* TEXT SEGMENT *
◆ ◆ ◆ ◆ ◆ ◆ ◆

PLOS
More than half of people with acute COVID-19 infection continue to have persistent fatigue 10 weeks after their initial illness, according to a new study published November 9 in the open-access journal PLOS ONE by Liam Townsend of Trinity College Dublin, Ireland and colleagues.
Fatigue is one of the most common initial presenting complaints of people infected with SARS-CoV-2, the virus that causes COVID-19. The long-term consequences of COVID-19 have not been well-studied and concern has been raised that the virus has the potential to trigger a post-viral fatigue syndrome.
In the new study, researchers tracked fatigue, as well as patient characteristics including COVID-19 severity, laboratory markers, levels of inflammatory markers and pre-existing conditions, in 128 study participants who had previously been infected with SARS-CoV-2. The participants, all recruited from a post-COVID-19 outpatient clinic at St. James Hospital in Dublin, Ireland, were 54% female and averaged 49.5 years old (standard deviation ±15 years). 55.5% of the participants had been admitted to the hospital for their COVID-19 treatment while the remainder were treated as outpatients. On average, they were assessed for the study 72 days after discharge from a hospital or, if managed as an outpatient, after a timepoint 14 days following diagnosis.

◆ ◆ ◆ ◆ ◆ ◆ ◆

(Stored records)
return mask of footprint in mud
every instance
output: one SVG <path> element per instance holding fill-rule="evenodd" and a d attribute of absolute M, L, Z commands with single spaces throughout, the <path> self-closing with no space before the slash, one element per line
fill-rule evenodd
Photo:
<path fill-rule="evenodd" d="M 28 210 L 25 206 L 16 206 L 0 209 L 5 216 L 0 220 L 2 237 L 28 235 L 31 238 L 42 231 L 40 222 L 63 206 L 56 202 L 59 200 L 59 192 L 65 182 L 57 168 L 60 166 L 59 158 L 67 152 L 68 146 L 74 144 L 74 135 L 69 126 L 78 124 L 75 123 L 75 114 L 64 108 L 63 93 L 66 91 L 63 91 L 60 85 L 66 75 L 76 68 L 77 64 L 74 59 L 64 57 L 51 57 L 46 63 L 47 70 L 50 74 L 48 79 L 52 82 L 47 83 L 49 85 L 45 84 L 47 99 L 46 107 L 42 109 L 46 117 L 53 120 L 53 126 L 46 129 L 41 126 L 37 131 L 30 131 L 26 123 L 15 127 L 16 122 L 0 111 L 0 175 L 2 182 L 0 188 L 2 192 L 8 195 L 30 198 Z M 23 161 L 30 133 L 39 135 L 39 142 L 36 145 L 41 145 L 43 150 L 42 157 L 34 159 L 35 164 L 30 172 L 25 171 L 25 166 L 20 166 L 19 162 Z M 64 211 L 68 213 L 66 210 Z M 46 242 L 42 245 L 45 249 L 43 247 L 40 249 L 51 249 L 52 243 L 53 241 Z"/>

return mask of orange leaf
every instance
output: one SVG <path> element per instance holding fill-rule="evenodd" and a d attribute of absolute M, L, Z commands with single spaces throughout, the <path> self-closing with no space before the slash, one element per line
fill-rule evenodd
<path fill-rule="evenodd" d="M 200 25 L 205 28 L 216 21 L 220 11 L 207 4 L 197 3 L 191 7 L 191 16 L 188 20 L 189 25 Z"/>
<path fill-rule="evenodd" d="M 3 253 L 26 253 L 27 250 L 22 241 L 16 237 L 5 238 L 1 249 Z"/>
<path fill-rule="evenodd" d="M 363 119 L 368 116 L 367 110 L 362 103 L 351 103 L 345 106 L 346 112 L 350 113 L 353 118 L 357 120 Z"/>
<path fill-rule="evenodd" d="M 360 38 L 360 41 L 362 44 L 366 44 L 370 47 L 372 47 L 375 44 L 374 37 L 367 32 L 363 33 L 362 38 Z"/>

◆ ◆ ◆ ◆ ◆ ◆ ◆

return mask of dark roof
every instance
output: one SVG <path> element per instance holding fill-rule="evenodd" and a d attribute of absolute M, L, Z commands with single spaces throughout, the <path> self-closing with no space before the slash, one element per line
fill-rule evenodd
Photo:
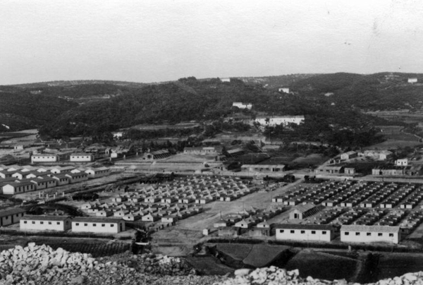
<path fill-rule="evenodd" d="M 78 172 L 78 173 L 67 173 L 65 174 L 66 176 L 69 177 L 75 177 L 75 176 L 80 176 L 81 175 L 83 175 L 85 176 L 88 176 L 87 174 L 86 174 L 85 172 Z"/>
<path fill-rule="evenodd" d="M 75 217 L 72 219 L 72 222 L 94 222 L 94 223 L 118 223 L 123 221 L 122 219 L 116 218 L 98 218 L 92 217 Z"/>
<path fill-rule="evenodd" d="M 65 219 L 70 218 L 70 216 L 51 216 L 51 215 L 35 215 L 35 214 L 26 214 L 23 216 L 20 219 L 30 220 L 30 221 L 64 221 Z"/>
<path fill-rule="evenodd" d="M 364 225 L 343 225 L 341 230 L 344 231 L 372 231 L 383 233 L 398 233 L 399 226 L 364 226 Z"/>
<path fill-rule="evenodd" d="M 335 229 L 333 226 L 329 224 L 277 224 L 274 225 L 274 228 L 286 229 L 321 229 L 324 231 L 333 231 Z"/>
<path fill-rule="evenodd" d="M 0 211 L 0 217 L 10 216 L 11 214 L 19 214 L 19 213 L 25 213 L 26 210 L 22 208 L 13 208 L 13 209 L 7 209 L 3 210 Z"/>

◆ ◆ ◆ ◆ ◆ ◆ ◆

* REQUIRED ACTION 1 *
According to the COVID-19 fatigue study text, where were all the participants recruited from?
* REQUIRED ACTION 2 *
Copy the COVID-19 fatigue study text word for word, everything from "Fatigue is one" down to "post-viral fatigue syndrome.".
Answer from the text only, not the lines.

* RESULT 1 *
A post-COVID-19 outpatient clinic at St. James Hospital in Dublin, Ireland.

* RESULT 2 *
Fatigue is one of the most common initial presenting complaints of people infected with SARS-CoV-2, the virus that causes COVID-19. The long-term consequences of COVID-19 have not been well-studied and concern has been raised that the virus has the potential to trigger a post-viral fatigue syndrome.